Records provided:
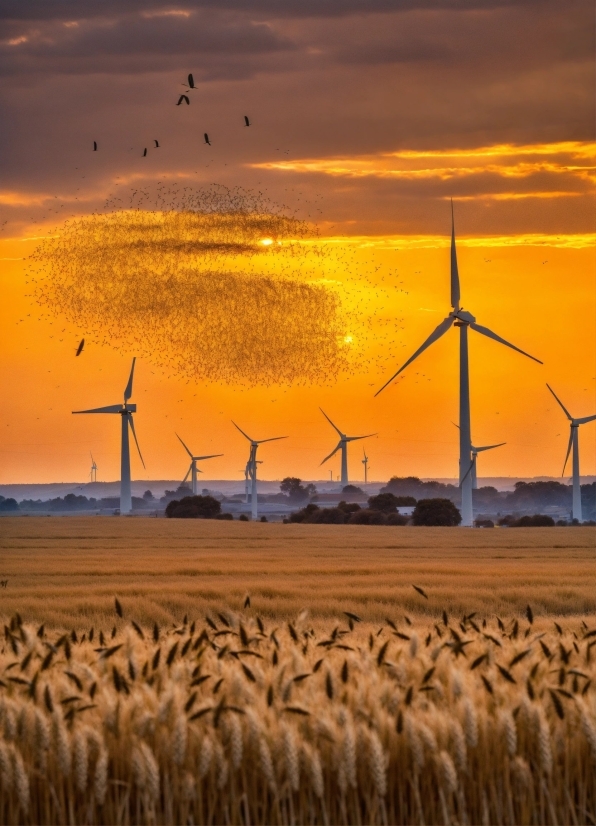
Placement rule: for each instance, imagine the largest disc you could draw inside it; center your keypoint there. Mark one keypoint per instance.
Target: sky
(367, 117)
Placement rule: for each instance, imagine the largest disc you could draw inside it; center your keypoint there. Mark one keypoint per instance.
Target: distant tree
(193, 507)
(388, 502)
(436, 512)
(295, 490)
(351, 489)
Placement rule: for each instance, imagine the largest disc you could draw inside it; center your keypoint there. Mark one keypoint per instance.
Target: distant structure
(365, 463)
(193, 469)
(125, 410)
(463, 319)
(576, 509)
(93, 474)
(343, 446)
(251, 467)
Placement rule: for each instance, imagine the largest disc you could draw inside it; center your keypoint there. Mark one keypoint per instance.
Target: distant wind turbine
(193, 469)
(576, 511)
(251, 466)
(365, 463)
(343, 446)
(125, 410)
(463, 319)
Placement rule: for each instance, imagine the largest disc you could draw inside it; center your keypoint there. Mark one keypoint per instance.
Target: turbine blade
(128, 390)
(132, 427)
(468, 471)
(337, 430)
(489, 334)
(436, 334)
(488, 447)
(242, 431)
(455, 296)
(568, 449)
(184, 446)
(565, 411)
(333, 452)
(111, 408)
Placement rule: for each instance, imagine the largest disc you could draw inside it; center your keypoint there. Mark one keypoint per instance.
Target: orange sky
(374, 169)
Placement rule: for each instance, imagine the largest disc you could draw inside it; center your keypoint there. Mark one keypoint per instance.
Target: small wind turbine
(343, 446)
(251, 466)
(463, 319)
(193, 469)
(365, 463)
(576, 511)
(93, 474)
(125, 410)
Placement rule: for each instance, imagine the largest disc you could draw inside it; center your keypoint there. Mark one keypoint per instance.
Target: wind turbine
(93, 474)
(193, 469)
(463, 319)
(576, 510)
(251, 466)
(125, 410)
(343, 445)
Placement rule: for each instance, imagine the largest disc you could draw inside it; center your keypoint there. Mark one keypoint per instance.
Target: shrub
(193, 507)
(436, 512)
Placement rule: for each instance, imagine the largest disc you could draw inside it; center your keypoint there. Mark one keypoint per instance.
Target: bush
(193, 507)
(436, 512)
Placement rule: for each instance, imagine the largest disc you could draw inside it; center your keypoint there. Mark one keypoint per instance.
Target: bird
(420, 591)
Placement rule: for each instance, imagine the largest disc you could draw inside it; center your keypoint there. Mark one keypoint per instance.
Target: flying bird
(420, 591)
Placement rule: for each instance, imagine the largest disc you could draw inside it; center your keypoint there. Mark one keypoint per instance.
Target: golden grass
(235, 721)
(65, 571)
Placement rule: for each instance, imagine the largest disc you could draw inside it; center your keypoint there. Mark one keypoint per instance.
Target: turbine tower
(125, 410)
(251, 466)
(576, 511)
(193, 469)
(93, 474)
(365, 463)
(463, 319)
(343, 445)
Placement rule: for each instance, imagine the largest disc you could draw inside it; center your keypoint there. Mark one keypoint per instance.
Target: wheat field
(138, 684)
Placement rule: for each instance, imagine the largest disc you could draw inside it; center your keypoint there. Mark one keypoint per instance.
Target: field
(177, 704)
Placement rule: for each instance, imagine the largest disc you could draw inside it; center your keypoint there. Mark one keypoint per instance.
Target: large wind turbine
(463, 319)
(251, 465)
(343, 445)
(125, 410)
(576, 511)
(193, 469)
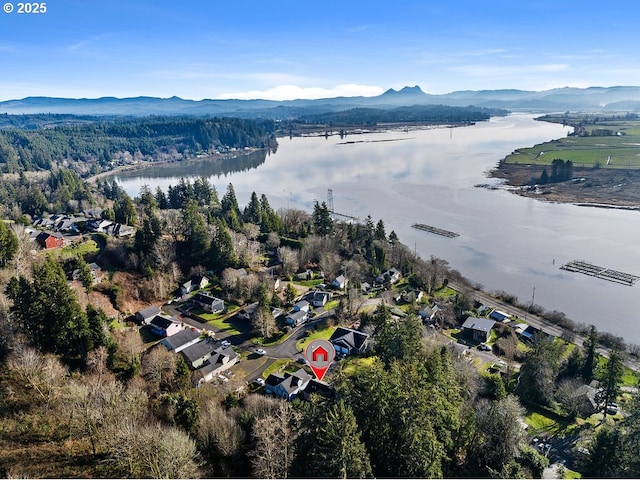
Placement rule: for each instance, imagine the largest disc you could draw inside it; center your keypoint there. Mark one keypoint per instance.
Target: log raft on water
(437, 231)
(600, 272)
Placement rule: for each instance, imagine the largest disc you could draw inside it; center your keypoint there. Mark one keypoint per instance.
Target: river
(506, 242)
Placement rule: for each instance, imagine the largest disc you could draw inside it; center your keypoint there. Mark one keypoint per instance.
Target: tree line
(97, 143)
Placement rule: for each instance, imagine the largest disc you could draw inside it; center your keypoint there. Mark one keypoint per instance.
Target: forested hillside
(417, 113)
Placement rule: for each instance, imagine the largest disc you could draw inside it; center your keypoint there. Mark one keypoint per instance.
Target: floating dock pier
(600, 272)
(437, 231)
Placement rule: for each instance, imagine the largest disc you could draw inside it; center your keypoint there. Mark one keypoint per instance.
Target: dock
(586, 268)
(437, 231)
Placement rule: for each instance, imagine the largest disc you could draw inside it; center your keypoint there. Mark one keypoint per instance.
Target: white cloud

What to do: Only the text of the records above, copied exactly, should be returned; the pictures stay out.

Result:
Placement rule: for each instance, imagine the largest disc you could draw inside it; center your keypoint there. Mark one keypoint per instance.
Target: sky
(367, 117)
Placement rule: for each instance, imagine the largest disc you could draw inside it; center your keypoint there. Mark one keypoint per instance.
Target: distant tree
(193, 507)
(388, 502)
(436, 512)
(295, 490)
(351, 489)
Placement rule: for each instance, imagine the largest disc you could draw inside it; center your keypoint there. Mark one keypoint per instance.
Target: distant structure
(365, 463)
(193, 469)
(125, 410)
(463, 319)
(576, 509)
(93, 474)
(343, 446)
(251, 467)
Placement rule: for each instance, imagine the largest disc you could draw inside it; center your keypoint there. Mark one keypoint per instance.
Target: distant wind turbine
(193, 469)
(576, 511)
(251, 466)
(365, 463)
(343, 446)
(125, 410)
(463, 319)
Placement rule: for each instance, imagine the largest disc you could draw inside it; center your keypoint there. Mark one keypoint per instance.
Target: turbine blade
(128, 390)
(132, 427)
(468, 471)
(337, 430)
(489, 334)
(436, 334)
(488, 447)
(242, 431)
(455, 296)
(568, 449)
(184, 446)
(565, 411)
(333, 452)
(111, 408)
Placement rule: for each instance, imagine the largest disc you could draw inside it; center your keypoint there. Mark one keypoint per instance.
Target: orange sky
(374, 169)
Placement rule: for each instance, imagine the largest disc you could draw inside it; center your keypoint there. Mark one keypoint per instance.
Target: small wind turbine
(343, 446)
(251, 466)
(463, 319)
(193, 469)
(365, 463)
(576, 511)
(93, 474)
(125, 410)
Placement rule: for each instance, imagine the largest disc you could draw inside it; center your keypoint there. Mark one keypoint per instance.
Target: wind turbine
(93, 474)
(193, 469)
(463, 319)
(576, 510)
(251, 466)
(125, 410)
(343, 445)
Placement rule: for each instance, imagine the largest disc you could draw inside it; center your keypoint there. Mark one keypoint per instance.
Target: shrub
(193, 507)
(436, 512)
Placement rule: for each instance, imagine the largest disc you could draw inside it; center your keypoint there. Mark one keypoint per instance.
Target: bush
(193, 507)
(436, 512)
Placement rule: for each instance, imagine the largest disc you could draw inside it; center your keypoint there. Mark one keypoint per instance.
Target: bird
(420, 591)
Placement rule: for each instance, imagine the largest disc you could draw inside it; center your keypoint there. Mark one keypoint per instance.
Target: flying bird
(420, 591)
Placement rule: for each instance, imagine the largest disc you could draw inside it; center your keypoint there. Mark one keypoint per instance.
Target: golden grass
(235, 721)
(65, 571)
Placement rule: for each instance, imagine the largest disc you could draw inside it; center your keypoint there. Mark one keypoint per instance.
Target: turbine tower
(125, 410)
(251, 466)
(576, 511)
(193, 469)
(93, 474)
(365, 463)
(463, 319)
(343, 445)
Placement rule: for each instance, imagine the largest disc you could draw inside it; center your keypoint there. Mark one keypoint per instance.
Target: wheat field
(138, 684)
Placement rule: for each instance, imagine the largest disc you could draw inside it; center your keypoint there. Mark one keypoint per instance.
Target: field
(177, 704)
Placement rule: for each instance, imagine the largest disc you could draw inside it; center your keypoint there. Mark one keypoint per instance.
Target: large wind turbine
(463, 319)
(251, 465)
(343, 445)
(125, 410)
(576, 511)
(193, 469)
Placement rule: for each instance, imagine the largest disc you could draw inside it; center your keypoint there. Mark one keypoint per instance.
Target: log raft on water
(437, 231)
(600, 272)
Placement rule: for each instance, imagine the largest disc you could draw inside it; center your keypoint there. Mark one keypoint per instance.
Target: river
(506, 242)
Placement rule: for each instance, imagine the largest disc you could draw inside it; center your keypoint there. Mark one keypoint per instance.
Target: tree line
(97, 143)
Placement rule: for each instance, imagine the largest disc you could draw inside it; center your keypoint there. Mark one keypoint per instance.
Target: forested hillside
(417, 113)
Placement rule: for each instance, imagine the largest disc you could draw inside it; center your keypoint there. Mark one keypoint per instance.
Target: floating dock pier
(600, 272)
(437, 231)
Placement rule: for each instance, imagine the largest disc you could draw inside it; center your keypoint there. Mark one keypoint per instance.
Target: dock
(586, 268)
(437, 231)
Placement rule: for each instance, imagine the largest disc you could draw inside it; center your keypoint there. Mark one keypoint per instance.
Target: white cloud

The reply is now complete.